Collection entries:

┄┄┄┄┄┄

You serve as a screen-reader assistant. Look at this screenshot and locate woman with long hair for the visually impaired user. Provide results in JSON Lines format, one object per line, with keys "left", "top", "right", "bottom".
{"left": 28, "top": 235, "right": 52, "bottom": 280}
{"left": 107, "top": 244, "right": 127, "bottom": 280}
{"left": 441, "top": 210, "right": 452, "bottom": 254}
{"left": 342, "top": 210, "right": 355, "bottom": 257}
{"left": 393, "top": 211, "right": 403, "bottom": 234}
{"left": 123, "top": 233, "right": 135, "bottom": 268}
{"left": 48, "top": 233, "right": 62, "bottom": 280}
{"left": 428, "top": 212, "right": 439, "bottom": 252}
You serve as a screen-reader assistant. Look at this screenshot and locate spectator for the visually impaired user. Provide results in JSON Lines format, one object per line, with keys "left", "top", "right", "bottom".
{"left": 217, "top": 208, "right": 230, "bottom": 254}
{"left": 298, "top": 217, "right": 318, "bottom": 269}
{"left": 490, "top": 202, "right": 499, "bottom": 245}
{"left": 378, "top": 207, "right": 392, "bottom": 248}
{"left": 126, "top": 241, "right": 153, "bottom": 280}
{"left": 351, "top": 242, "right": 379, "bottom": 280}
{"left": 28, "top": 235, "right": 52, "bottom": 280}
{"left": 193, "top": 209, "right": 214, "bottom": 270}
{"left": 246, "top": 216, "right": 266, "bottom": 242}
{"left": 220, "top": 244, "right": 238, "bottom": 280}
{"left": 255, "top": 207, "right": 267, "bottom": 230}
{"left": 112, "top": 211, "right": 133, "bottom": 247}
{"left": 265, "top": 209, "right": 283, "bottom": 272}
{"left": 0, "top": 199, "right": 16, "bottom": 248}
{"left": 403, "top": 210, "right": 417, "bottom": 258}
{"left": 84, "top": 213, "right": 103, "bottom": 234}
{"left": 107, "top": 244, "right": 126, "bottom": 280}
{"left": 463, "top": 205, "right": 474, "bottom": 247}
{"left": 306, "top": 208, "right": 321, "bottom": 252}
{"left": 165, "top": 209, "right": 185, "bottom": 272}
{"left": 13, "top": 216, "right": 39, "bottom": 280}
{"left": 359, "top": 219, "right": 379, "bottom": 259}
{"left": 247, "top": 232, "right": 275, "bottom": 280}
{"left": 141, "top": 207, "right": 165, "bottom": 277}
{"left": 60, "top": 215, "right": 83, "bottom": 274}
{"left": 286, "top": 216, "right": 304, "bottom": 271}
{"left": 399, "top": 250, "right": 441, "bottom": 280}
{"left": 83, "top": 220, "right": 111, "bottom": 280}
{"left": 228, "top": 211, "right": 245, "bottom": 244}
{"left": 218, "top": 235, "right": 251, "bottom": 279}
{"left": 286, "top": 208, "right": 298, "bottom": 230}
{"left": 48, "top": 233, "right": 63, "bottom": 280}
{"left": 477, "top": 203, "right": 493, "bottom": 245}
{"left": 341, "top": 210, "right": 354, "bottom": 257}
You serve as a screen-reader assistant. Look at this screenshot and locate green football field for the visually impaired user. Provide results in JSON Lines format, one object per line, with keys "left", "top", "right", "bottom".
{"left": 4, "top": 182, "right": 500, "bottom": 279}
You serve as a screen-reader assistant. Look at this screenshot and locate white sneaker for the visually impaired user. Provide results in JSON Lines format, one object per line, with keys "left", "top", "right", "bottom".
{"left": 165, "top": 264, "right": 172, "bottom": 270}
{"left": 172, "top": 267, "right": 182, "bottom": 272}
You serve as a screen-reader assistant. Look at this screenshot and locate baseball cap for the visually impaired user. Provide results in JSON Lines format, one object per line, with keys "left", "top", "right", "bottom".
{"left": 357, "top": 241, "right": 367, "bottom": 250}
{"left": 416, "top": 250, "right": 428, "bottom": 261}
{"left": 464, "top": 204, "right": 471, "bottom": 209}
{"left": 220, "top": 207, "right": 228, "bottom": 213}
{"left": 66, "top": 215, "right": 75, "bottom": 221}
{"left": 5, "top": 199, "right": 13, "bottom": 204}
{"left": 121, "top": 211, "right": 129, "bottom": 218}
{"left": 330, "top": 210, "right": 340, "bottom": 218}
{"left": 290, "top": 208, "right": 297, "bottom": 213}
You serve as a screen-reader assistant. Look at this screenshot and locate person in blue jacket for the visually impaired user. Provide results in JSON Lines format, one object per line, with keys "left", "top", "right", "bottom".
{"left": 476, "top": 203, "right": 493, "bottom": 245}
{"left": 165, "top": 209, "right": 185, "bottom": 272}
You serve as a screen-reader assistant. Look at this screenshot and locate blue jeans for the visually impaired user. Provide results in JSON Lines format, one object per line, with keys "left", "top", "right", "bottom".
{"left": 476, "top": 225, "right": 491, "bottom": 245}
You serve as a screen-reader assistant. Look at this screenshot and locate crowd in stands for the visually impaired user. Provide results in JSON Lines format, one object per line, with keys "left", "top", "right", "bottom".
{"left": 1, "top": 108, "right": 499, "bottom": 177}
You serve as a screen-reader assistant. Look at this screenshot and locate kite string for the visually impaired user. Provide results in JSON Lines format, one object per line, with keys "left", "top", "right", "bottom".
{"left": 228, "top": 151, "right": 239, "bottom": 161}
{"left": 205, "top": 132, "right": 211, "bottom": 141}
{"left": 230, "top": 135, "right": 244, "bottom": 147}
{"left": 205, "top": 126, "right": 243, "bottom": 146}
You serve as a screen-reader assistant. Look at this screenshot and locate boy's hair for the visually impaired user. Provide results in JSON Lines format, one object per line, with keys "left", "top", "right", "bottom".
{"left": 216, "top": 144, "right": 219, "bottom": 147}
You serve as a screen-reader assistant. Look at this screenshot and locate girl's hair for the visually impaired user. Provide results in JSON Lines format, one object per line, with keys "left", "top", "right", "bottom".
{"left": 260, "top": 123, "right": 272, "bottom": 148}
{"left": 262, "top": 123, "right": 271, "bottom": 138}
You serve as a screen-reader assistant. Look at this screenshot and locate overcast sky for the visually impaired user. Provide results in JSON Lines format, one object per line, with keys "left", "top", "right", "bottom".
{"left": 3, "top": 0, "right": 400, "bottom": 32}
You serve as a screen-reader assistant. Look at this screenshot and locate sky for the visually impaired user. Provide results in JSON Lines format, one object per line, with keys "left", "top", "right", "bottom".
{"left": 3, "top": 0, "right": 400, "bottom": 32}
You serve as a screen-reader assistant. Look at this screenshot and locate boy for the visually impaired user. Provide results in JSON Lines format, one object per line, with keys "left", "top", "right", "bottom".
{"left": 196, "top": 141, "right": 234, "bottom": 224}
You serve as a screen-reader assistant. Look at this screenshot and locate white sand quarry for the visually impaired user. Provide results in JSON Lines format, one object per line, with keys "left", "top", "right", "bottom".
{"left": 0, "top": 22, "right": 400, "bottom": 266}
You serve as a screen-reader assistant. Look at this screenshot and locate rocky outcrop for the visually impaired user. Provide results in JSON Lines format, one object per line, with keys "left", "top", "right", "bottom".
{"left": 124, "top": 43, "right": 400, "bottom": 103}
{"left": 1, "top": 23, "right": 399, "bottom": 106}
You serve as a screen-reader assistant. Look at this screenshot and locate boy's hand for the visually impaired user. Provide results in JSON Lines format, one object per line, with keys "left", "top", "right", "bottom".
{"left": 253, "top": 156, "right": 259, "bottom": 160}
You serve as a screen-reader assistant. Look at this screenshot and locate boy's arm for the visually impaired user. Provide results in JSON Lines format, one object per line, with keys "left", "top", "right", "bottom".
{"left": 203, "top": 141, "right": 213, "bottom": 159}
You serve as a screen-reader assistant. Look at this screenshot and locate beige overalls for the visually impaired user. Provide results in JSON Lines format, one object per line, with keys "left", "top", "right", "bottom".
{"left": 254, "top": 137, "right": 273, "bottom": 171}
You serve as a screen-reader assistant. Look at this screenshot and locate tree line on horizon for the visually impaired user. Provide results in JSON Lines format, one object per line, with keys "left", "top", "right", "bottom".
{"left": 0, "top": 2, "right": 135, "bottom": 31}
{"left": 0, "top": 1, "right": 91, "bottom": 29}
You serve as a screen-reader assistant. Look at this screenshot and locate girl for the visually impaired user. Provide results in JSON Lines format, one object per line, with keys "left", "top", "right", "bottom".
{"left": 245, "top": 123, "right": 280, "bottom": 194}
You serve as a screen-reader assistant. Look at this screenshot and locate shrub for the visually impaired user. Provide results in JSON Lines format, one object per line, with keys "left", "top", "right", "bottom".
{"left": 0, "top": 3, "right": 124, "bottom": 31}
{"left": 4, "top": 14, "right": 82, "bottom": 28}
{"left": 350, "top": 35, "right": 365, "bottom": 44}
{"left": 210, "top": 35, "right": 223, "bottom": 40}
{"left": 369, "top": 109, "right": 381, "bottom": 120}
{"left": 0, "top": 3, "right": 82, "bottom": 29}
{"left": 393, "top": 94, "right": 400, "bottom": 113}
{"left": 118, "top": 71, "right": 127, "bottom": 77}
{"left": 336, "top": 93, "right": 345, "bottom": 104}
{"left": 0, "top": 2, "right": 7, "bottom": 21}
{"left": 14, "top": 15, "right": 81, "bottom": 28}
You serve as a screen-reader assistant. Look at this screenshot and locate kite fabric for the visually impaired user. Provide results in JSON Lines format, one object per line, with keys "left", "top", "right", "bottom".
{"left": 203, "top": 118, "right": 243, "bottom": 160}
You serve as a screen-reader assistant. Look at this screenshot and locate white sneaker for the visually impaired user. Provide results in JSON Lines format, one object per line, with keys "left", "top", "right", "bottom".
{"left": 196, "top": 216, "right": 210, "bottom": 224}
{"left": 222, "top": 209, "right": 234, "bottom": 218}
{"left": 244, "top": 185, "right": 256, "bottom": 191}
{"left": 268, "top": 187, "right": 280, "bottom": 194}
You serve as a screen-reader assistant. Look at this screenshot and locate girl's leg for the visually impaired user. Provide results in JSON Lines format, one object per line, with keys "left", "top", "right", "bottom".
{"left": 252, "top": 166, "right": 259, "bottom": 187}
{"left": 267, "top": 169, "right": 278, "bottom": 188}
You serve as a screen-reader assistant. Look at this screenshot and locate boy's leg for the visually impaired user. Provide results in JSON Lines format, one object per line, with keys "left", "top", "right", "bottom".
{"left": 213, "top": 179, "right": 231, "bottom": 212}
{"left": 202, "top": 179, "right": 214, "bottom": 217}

┄┄┄┄┄┄

◆ Work task
Starting at the line in the records above that contains "locate boy's leg", output every line up to and including the last one, with nothing added.

◆ Expected answer
You serve as a screen-reader assistant. Look at this screenshot and locate boy's leg for the visually impaired user. Provide results in JSON Lines format, one object per line, with keys "left", "top", "right", "bottom".
{"left": 213, "top": 179, "right": 231, "bottom": 212}
{"left": 202, "top": 179, "right": 214, "bottom": 217}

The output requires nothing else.